=== Given request 1 ===
Could you copy the Lua packaging discussion word for word, starting at the words "I don't need" and ending after "on this one."?

=== Passage to read ===
## begin

I don't need commit access -- I don't particularly care whether we get lua-5.2.x with autotools or without, and I don't want to step on your toes if you plan to update Lua to 5.2 with the autotooling. I just saw that the last update was in 2011 and assumed you were an inactive maintainer (maybe looking for a comaintainer).

I do want us to start making progress on it. 5.2 came out back in December 2011! Fedora is really late to the party on this one.

Comment 13 Panu Matilainen 2013-04-10 05:37:32 UTC
(In reply to comment #11)
> Why drop the autoconf patches? They have served us well and forward porting
> has been easy in the past. They ensure building with proper flags etc. I'd
> rather not like them to be dropped out of ignorance. Is there a particular
> reason? Afterall we need to carry patches to any build system.

I personally have a bit of an issue with a patch larger than the entire uncompressed Lua source:
[pmatilai@localhost lua]$ ls -l lua-5.1.4-autotoolize.patch lua-5.1.4.tar
-rw-rw-r--. 1 pmatilai pmatilai 1443402 Mar  7  2012 lua-5.1.4-autotoolize.patch
-rw-rw-r--. 1 pmatilai pmatilai  880640 Sep  3  2008 lua-5.1.4.tar

Of course that's just auto*foo insanity wrt generated sources, the actual change to switch to autotools is fairly simple in reality. It'd be a whole lot less scarier if the autotoolize patch only carried the auto*foo "sources" with spec doing 'autoreconf' to get all the generated goo in the place, or alternatively carry the autogenerated stuff in a separate patch.

## end

=== Records for the exercise ===
## begin

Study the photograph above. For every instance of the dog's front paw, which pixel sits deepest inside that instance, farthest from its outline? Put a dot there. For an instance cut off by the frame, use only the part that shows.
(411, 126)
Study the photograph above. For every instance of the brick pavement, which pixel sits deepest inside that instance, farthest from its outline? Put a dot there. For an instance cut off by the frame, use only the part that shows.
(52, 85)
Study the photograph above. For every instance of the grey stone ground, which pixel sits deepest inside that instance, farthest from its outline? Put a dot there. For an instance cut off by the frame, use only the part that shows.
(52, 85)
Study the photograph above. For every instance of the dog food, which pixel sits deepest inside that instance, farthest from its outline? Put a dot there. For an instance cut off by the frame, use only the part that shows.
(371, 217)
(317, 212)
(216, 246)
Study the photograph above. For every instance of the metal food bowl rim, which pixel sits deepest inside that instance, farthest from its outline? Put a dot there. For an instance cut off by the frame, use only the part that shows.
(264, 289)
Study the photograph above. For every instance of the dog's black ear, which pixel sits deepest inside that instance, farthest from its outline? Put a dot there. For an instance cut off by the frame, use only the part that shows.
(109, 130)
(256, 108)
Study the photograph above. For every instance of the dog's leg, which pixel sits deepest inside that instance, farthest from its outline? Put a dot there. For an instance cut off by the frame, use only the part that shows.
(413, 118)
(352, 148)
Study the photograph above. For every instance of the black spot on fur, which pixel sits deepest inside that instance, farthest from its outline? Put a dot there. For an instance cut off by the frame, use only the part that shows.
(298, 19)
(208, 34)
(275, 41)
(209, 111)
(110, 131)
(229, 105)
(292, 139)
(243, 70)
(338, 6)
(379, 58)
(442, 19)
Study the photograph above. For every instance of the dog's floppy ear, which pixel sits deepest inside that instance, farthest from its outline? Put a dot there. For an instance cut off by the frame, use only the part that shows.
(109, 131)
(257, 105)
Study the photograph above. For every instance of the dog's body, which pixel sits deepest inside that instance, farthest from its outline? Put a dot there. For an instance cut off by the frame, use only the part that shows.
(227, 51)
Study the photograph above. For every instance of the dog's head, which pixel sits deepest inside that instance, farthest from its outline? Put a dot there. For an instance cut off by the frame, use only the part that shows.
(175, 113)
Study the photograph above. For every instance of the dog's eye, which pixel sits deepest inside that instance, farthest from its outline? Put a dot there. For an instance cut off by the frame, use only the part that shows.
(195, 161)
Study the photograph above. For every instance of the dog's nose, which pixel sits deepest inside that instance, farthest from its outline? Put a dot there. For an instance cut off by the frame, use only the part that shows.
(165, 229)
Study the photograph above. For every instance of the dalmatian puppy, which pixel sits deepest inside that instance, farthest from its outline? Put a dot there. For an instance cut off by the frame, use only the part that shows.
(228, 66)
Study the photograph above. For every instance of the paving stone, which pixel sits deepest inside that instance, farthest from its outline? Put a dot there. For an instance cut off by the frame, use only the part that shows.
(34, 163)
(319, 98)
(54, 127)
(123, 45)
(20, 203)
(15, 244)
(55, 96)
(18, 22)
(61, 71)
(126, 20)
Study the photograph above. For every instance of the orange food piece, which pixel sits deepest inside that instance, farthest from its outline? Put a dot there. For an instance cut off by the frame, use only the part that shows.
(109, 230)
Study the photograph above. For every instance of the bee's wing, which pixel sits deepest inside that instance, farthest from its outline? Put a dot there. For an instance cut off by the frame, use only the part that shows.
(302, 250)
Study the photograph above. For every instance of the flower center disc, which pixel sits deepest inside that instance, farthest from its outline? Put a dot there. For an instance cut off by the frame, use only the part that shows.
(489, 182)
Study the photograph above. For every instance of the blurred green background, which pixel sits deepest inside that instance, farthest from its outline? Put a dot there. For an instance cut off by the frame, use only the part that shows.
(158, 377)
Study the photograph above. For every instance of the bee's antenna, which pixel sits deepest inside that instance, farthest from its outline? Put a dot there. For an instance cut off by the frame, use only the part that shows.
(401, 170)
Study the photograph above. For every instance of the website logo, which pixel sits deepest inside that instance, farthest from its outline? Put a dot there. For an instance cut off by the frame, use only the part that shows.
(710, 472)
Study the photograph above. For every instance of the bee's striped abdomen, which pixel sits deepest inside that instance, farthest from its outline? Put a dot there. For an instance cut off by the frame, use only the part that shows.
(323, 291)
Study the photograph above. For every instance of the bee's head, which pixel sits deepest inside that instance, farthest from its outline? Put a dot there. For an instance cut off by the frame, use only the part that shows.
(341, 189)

## end

=== Given request 2 ===
Can you turn the rows, from the line containing "Study the photograph above. For every instance of the website" through the last row, into a numbered list with blank lines left out?

=== Answer 1 ===
I don't need commit access -- I don't particularly care whether we get lua-5.2.x with autotools or without, and I don't want to step on your toes if you plan to update Lua to 5.2 with the autotooling. I just saw that the last update was in 2011 and assumed you were an inactive maintainer (maybe looking for a comaintainer).

I do want us to start making progress on it. 5.2 came out back in December 2011! Fedora is really late to the party on this one.

=== Answer 2 ===
1. Study the photograph above. For every instance of the website logo, which pixel sits deepest inside that instance, farthest from its outline? Put a dot there. For an instance cut off by the frame, use only the part that shows.
2. (710, 472)
3. Study the photograph above. For every instance of the bee's striped abdomen, which pixel sits deepest inside that instance, farthest from its outline? Put a dot there. For an instance cut off by the frame, use only the part that shows.
4. (323, 291)
5. Study the photograph above. For every instance of the bee's head, which pixel sits deepest inside that instance, farthest from its outline? Put a dot there. For an instance cut off by the frame, use only the part that shows.
6. (341, 189)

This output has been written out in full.